**Problem to solve**
From the Mercury Athletic case text below, output everything from "AGI is a footwear" down to "value this acquisition.", word for word.

**Excerpted text**
---------------
The main problem of the Mercury case is the valuation of Mercury Athletic. John Liedtke- the head of business development for Active Gear, Inc. - foresaw an opportunity as West Coast Fashions Inc. was planning to divest Mercury Athletic. He wanted to create a valuation on his own before hearing a valuation from another party. To correctly value Mercury Athletic, Liedtke should compose a Discounted Cash Flow model. The model finds the present value of all future cash flows for the proposed acquisition. Ultimately, the discounted cash flow will give Liedtke the ability to decide whether the acquisition will provide value to Active Gear, Inc., or if it is an acquisition that should be avoided by his company.


Overview of Problem

AGI is a footwear company with the customer target for 25-45-year-old urban family and price range in the middle-high market, looking to expand into other markets. West Coast Fashions is currently selling Mercury Athletic, one of their less profitable footwear division. Mercury has not been as profitable in recent years whereas AGI has maintained a steady growth rate and profit margin. The main problem AGI is facing is to value this acquisition.
---------------
**Supplied material**
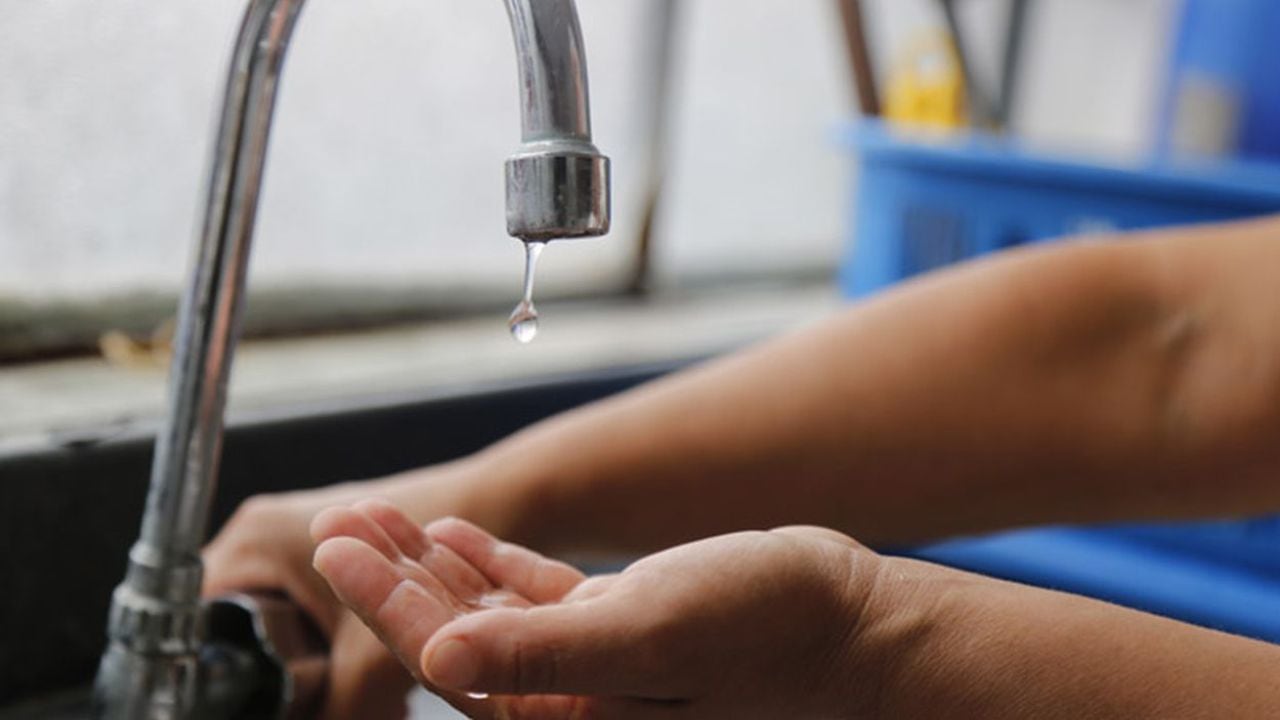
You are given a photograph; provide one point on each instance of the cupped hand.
(266, 546)
(757, 624)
---------------
**Exercise result**
AGI is a footwear company with the customer target for 25-45-year-old urban family and price range in the middle-high market, looking to expand into other markets. West Coast Fashions is currently selling Mercury Athletic, one of their less profitable footwear division. Mercury has not been as profitable in recent years whereas AGI has maintained a steady growth rate and profit margin. The main problem AGI is facing is to value this acquisition.